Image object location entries
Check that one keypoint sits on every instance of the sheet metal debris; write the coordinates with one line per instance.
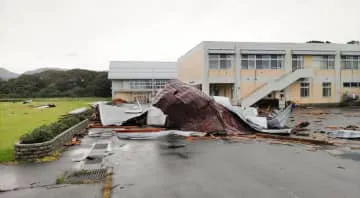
(113, 115)
(190, 109)
(78, 111)
(346, 134)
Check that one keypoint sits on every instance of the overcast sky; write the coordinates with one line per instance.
(89, 33)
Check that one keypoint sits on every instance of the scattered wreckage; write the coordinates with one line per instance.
(182, 110)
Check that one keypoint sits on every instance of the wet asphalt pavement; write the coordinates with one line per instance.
(207, 168)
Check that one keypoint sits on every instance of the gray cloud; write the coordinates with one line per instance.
(106, 30)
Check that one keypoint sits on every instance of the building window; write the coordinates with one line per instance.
(327, 62)
(221, 61)
(304, 89)
(297, 62)
(346, 84)
(350, 62)
(351, 84)
(147, 84)
(326, 89)
(262, 61)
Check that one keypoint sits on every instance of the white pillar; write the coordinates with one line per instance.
(237, 65)
(287, 68)
(205, 80)
(338, 76)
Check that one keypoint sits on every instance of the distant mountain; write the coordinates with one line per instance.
(39, 70)
(6, 74)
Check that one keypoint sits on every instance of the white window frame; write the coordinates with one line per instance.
(305, 85)
(350, 62)
(261, 61)
(299, 60)
(219, 60)
(326, 89)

> _Exercise brief_
Reproduce all of the rows above word for word, leaving out the pictures.

> _Exercise response_
Check that one keypoint sits on every instance of the sheet metal debris; write the coordinates with one line per instance.
(113, 115)
(190, 109)
(78, 111)
(346, 134)
Check that one keypoint sits on every instance of the overcast sky; write the coordinates with one line per instance.
(89, 33)
Check that one keypoint sits on every instance of the scattered wreckage; write the coordinates with one line per instance.
(182, 110)
Check that one keypoint sits on every instance of the wet asphalt pavement; write the coordinates with one line per instance.
(207, 168)
Check that one keypoint sits on every instance of the gray cloud; write the coordinates with one line per instance.
(106, 30)
Check that one keypoint sits on every instance of the building window; write the coordinates with one line per instance.
(327, 62)
(221, 61)
(304, 89)
(297, 62)
(346, 84)
(350, 62)
(351, 84)
(147, 84)
(326, 89)
(262, 61)
Check that one keypoint sits on every instance of the white pillar; write the coordinates with one line per instance.
(237, 65)
(287, 68)
(205, 80)
(338, 76)
Check that one keypoint sits on every instance of the distant mountain; write the coordinates with one line per instance.
(39, 70)
(6, 74)
Check that one keypoint sits on every instance of the white window frame; write the coordinates with one line per instance.
(305, 85)
(350, 62)
(261, 61)
(299, 60)
(219, 60)
(326, 89)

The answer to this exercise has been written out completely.